#### DATA TO EXAMINE ####

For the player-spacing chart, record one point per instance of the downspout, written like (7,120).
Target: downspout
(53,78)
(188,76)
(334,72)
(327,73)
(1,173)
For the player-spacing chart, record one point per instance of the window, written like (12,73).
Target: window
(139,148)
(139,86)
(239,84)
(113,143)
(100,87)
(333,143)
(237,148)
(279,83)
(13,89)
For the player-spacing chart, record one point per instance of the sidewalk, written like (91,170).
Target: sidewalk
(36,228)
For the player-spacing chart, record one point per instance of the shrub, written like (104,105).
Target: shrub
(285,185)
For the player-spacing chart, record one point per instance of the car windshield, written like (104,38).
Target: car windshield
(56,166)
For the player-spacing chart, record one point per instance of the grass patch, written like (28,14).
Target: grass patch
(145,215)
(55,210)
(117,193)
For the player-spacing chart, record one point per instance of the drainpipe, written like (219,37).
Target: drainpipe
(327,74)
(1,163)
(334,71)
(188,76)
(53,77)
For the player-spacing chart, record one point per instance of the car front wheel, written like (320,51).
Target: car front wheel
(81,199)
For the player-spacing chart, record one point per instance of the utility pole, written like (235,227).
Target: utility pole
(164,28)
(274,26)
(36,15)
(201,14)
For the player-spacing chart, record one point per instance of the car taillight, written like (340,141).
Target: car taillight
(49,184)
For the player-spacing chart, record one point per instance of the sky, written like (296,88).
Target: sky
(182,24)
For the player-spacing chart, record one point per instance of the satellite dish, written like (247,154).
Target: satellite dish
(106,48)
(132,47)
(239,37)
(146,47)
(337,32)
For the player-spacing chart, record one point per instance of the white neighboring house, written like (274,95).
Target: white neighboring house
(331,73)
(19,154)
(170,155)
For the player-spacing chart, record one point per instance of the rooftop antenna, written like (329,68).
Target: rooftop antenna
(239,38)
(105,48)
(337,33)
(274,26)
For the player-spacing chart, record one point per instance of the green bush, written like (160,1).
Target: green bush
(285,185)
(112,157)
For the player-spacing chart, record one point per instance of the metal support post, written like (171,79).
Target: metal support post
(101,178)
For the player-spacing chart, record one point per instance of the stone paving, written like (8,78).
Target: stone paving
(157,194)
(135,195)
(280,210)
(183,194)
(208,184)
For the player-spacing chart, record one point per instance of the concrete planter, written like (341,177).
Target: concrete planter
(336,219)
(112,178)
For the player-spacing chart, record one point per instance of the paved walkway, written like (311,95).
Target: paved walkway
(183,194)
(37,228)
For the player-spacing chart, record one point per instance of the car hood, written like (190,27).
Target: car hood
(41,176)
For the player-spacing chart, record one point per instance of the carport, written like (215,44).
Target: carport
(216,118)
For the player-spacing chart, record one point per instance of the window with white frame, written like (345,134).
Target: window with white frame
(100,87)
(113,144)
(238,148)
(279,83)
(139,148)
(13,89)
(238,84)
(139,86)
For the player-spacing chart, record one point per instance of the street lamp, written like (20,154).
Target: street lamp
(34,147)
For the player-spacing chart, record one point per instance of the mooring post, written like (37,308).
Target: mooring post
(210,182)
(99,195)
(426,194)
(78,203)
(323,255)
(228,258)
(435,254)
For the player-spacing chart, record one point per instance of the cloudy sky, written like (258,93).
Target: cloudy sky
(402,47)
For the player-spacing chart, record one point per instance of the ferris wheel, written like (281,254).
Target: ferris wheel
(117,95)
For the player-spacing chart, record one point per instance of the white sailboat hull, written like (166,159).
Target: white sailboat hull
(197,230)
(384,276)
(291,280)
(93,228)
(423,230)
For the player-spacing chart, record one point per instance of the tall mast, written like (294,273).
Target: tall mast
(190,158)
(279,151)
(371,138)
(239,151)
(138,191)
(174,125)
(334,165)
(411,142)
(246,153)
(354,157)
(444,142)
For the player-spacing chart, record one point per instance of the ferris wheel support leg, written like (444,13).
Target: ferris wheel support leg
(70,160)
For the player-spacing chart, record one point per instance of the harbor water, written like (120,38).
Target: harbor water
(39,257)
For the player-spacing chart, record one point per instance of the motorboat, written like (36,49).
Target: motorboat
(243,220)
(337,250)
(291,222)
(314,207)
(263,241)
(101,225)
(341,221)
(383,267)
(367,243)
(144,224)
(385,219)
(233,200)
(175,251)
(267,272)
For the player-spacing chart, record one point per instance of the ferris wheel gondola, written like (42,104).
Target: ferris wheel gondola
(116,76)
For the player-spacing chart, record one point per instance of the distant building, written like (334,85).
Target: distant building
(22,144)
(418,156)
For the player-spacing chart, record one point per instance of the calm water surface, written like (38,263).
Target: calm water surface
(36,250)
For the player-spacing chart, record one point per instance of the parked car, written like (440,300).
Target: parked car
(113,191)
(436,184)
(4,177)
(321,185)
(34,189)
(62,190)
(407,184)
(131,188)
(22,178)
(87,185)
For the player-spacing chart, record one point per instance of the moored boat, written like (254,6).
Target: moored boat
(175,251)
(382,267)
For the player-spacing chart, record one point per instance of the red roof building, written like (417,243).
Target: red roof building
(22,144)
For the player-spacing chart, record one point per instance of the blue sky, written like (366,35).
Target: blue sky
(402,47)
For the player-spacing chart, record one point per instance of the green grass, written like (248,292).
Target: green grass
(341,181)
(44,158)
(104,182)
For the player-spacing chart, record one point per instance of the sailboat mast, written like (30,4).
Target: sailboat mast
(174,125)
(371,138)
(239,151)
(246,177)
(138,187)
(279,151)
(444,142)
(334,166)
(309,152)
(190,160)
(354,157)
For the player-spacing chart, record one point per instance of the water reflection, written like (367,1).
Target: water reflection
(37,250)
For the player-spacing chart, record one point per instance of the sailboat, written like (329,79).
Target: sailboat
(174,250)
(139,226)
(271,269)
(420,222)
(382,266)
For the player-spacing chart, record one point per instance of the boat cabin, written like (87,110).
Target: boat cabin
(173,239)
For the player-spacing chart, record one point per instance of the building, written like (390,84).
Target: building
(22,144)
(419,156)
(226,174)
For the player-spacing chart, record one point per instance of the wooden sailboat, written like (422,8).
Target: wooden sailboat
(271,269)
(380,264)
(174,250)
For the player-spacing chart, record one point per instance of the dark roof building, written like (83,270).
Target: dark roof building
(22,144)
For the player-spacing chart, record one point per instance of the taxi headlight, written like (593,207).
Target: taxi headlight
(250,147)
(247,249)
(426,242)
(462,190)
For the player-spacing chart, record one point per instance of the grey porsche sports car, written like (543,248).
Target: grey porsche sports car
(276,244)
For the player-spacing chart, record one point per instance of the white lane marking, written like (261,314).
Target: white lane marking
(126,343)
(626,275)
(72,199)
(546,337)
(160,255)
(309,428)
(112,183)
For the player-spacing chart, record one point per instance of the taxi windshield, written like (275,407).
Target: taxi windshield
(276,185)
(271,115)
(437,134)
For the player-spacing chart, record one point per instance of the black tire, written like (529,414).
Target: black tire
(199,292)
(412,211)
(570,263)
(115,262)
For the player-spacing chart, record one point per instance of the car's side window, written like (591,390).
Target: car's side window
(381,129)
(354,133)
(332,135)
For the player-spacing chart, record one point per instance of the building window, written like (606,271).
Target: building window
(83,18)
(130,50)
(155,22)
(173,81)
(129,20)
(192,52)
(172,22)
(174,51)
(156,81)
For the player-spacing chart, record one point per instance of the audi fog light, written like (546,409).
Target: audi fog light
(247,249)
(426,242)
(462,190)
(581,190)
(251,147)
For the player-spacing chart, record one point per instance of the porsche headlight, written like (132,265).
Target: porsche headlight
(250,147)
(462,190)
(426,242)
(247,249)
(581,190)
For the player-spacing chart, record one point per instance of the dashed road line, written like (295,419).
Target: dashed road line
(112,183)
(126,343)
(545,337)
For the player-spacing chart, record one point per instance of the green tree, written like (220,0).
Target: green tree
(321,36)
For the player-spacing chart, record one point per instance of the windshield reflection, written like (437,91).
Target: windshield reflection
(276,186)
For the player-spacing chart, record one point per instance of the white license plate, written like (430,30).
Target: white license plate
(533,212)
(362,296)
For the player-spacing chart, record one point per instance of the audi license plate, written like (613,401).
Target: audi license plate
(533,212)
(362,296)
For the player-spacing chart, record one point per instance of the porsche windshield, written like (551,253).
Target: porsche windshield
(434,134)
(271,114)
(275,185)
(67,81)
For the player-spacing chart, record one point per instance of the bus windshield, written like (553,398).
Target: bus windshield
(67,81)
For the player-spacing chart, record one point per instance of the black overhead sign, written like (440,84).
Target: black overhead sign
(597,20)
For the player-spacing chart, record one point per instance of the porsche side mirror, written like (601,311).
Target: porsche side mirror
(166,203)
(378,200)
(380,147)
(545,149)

####

Reproduce exactly the line containing "written like (553,398)." and every line after it through the end of the records above, and nothing else.

OUTPUT FOR THIS TASK -
For the player-spacing chart, record one point per instance of the bus windshield, written like (553,398).
Target: bus windshield
(67,81)
For the player-spacing chart, record one point per instance of the black overhead sign, written like (440,84).
Target: black overhead sign
(597,20)
For the player-spacing chart, record one point per instance of the porsche side mirror, written like (601,311).
Target: porsche side mirror
(166,203)
(378,200)
(380,147)
(545,149)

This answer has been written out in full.